**WHAT THIS TASK INVOLVES:** In the data below, find each line containing the string "wearing" and return it.

**MATERIAL FOR THIS EXERCISE:**
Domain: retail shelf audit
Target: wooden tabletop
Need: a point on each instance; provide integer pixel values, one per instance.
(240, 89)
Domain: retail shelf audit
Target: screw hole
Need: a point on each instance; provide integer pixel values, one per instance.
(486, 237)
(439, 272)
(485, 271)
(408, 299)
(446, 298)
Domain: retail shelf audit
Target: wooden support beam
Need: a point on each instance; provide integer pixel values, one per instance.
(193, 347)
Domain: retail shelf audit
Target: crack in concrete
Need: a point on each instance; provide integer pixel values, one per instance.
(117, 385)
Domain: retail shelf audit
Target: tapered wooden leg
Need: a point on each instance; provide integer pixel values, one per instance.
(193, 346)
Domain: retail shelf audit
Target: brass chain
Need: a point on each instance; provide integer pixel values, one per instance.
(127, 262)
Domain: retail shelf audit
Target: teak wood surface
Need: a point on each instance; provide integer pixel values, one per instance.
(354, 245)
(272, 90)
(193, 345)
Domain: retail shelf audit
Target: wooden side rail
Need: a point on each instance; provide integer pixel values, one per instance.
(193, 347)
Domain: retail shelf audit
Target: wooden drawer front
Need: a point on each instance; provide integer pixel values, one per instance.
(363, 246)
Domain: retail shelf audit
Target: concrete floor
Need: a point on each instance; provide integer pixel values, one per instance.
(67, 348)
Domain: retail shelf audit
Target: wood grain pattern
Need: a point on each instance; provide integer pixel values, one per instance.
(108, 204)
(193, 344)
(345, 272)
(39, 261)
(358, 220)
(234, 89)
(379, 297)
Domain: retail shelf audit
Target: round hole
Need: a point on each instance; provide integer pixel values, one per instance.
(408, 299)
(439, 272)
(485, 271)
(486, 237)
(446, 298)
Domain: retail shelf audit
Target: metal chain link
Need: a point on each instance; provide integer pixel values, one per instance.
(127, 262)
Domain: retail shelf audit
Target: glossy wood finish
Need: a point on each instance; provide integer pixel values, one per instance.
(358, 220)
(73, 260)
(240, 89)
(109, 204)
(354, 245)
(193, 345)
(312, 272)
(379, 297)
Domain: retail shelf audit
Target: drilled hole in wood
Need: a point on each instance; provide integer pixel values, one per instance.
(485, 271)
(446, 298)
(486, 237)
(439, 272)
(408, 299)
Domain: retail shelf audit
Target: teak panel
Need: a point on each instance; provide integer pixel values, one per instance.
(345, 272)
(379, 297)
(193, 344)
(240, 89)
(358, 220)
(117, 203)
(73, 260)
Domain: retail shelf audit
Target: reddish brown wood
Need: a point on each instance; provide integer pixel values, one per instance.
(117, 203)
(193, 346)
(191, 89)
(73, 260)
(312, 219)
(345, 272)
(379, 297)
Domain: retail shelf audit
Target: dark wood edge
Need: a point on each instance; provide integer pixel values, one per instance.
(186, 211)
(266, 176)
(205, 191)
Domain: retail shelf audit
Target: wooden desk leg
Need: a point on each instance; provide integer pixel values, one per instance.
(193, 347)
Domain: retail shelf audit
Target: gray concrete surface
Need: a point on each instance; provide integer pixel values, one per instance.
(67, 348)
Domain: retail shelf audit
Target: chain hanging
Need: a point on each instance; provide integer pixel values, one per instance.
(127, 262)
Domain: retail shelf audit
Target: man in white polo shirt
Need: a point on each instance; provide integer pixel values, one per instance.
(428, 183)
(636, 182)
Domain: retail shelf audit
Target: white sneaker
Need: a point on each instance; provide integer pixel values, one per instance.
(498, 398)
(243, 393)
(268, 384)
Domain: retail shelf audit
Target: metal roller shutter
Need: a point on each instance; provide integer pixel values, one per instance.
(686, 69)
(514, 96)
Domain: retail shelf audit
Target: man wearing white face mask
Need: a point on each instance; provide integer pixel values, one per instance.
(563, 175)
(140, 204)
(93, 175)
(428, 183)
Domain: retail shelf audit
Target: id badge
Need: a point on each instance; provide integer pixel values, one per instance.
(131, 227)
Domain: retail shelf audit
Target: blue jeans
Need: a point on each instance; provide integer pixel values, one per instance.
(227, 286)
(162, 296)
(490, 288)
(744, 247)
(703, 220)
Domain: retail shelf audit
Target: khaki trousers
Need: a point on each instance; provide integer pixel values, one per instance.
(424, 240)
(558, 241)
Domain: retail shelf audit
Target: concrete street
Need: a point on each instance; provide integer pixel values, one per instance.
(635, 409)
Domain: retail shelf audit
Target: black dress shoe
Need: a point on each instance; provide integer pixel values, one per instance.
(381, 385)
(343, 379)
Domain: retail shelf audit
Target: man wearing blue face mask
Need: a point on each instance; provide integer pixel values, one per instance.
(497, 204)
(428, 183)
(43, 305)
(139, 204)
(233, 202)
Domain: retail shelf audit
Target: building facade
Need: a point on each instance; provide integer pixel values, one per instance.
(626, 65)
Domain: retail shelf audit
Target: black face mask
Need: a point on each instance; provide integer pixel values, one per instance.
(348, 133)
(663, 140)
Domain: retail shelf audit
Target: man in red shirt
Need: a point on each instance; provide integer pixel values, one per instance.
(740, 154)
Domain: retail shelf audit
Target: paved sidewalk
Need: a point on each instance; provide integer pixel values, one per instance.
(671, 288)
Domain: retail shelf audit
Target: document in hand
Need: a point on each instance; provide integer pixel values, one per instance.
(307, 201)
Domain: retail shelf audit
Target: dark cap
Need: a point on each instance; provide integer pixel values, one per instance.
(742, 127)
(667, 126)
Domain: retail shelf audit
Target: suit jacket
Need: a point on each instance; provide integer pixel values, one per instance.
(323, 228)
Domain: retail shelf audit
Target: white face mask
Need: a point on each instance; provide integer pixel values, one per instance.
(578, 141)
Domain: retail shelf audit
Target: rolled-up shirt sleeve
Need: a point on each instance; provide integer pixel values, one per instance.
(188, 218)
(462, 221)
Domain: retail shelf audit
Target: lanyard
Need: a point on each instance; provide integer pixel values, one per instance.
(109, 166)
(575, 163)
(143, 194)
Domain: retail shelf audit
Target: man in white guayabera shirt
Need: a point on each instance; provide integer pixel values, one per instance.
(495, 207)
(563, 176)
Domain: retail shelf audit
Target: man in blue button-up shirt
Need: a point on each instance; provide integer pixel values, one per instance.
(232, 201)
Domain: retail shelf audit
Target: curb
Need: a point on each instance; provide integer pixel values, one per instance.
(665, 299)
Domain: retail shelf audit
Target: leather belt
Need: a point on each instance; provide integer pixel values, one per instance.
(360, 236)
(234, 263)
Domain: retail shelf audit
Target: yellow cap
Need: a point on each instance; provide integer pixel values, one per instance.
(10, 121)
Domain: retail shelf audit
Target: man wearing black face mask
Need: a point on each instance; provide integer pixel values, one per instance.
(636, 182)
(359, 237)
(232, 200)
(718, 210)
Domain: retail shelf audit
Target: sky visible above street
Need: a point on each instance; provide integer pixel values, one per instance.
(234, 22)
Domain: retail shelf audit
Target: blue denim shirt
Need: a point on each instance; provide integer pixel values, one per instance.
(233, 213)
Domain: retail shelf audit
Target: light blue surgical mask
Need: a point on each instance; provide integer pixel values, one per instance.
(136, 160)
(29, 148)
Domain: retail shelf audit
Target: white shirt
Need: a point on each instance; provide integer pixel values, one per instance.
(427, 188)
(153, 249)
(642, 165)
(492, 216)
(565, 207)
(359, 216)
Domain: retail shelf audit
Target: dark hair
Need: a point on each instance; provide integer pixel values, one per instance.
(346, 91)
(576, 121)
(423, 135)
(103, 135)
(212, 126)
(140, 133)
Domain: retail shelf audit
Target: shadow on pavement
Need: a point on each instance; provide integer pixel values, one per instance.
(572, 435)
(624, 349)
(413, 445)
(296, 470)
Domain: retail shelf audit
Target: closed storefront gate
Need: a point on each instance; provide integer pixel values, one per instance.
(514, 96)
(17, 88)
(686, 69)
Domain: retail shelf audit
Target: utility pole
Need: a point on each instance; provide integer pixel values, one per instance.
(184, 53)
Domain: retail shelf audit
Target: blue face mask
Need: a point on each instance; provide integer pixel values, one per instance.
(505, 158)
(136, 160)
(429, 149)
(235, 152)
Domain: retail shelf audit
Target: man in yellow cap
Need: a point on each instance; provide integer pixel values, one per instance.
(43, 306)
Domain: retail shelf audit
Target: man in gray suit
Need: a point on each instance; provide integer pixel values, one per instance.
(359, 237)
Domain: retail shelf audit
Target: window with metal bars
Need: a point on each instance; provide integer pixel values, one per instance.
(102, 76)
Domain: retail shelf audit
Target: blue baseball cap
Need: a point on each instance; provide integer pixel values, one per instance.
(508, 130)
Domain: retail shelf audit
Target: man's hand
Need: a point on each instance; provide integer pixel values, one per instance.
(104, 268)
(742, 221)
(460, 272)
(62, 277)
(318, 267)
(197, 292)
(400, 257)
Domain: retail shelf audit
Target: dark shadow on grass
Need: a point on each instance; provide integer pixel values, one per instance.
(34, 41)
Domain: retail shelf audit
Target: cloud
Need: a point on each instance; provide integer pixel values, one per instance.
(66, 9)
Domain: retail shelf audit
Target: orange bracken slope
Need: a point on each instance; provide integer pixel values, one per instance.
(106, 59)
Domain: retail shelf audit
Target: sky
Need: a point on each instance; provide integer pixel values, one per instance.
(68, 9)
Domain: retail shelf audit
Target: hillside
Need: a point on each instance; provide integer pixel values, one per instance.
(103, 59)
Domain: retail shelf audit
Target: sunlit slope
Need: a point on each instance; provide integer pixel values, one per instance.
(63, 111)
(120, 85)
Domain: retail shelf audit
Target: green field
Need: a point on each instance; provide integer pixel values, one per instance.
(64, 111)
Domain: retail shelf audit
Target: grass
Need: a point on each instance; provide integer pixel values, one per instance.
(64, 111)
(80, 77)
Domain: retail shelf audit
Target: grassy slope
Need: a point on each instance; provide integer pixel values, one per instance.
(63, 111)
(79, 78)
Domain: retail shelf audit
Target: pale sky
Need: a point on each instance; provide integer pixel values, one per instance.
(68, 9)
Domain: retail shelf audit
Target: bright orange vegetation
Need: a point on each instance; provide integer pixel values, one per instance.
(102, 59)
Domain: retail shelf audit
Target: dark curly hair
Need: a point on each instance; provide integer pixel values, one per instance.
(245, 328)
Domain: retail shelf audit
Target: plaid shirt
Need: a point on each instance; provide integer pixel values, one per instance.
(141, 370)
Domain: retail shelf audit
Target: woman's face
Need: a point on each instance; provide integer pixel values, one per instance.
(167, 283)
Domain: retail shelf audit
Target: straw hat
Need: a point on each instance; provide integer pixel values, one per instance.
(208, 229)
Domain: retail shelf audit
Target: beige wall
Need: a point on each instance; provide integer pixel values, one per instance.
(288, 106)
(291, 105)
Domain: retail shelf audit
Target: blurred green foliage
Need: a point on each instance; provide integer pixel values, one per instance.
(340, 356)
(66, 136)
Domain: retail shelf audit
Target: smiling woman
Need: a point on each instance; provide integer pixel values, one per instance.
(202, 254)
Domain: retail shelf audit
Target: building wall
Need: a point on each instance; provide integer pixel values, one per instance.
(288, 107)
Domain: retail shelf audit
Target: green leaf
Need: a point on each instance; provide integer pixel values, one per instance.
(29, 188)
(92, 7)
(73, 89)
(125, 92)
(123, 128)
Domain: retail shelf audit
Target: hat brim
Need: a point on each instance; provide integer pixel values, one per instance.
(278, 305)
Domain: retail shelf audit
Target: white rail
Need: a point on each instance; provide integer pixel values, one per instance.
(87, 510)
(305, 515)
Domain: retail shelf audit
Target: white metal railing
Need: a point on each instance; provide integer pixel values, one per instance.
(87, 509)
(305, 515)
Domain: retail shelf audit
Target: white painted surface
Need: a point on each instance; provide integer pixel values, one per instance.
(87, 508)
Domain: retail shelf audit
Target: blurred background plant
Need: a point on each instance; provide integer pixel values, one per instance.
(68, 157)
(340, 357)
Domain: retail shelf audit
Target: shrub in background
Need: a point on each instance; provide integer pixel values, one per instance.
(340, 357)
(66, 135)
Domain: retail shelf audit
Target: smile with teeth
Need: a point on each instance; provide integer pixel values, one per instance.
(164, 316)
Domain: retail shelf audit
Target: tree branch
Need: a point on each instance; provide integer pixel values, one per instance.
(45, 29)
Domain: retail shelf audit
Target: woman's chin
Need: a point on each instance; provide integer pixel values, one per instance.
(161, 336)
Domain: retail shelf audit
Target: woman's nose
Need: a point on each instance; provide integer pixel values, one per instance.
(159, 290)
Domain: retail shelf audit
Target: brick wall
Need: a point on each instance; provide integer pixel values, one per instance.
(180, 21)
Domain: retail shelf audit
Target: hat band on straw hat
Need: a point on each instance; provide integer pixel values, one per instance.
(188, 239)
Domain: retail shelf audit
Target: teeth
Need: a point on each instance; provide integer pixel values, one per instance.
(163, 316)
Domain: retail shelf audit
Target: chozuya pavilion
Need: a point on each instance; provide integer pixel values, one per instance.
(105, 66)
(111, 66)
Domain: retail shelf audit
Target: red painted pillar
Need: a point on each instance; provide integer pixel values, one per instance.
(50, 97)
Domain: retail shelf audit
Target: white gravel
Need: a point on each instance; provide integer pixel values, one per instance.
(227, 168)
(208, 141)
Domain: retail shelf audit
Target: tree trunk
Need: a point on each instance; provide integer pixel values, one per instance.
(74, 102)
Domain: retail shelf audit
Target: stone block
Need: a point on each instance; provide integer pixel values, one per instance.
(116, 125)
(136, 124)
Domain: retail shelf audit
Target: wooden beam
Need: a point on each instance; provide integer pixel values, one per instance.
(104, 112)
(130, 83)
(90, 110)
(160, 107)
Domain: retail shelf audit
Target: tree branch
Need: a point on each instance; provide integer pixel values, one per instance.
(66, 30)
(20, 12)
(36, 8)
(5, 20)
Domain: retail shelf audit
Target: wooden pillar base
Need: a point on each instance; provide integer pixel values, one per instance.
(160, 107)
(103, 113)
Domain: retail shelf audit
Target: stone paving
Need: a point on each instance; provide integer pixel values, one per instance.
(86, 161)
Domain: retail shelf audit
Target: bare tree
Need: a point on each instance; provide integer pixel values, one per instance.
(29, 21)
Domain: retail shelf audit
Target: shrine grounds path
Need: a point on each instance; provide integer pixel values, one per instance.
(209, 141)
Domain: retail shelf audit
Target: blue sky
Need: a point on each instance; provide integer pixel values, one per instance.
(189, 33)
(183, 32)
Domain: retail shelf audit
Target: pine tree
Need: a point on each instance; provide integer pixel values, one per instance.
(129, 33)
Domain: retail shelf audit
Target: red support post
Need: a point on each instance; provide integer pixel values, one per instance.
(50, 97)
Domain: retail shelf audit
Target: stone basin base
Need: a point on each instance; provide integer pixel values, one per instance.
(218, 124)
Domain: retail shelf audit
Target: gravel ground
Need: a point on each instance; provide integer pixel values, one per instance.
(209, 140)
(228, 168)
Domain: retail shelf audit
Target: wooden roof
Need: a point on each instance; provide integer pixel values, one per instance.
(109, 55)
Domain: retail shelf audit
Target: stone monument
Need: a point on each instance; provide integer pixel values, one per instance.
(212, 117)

**ANSWER BOX:**
Target: man wearing white face mask
Target: man wearing blue face mask
Target: man wearing black face mask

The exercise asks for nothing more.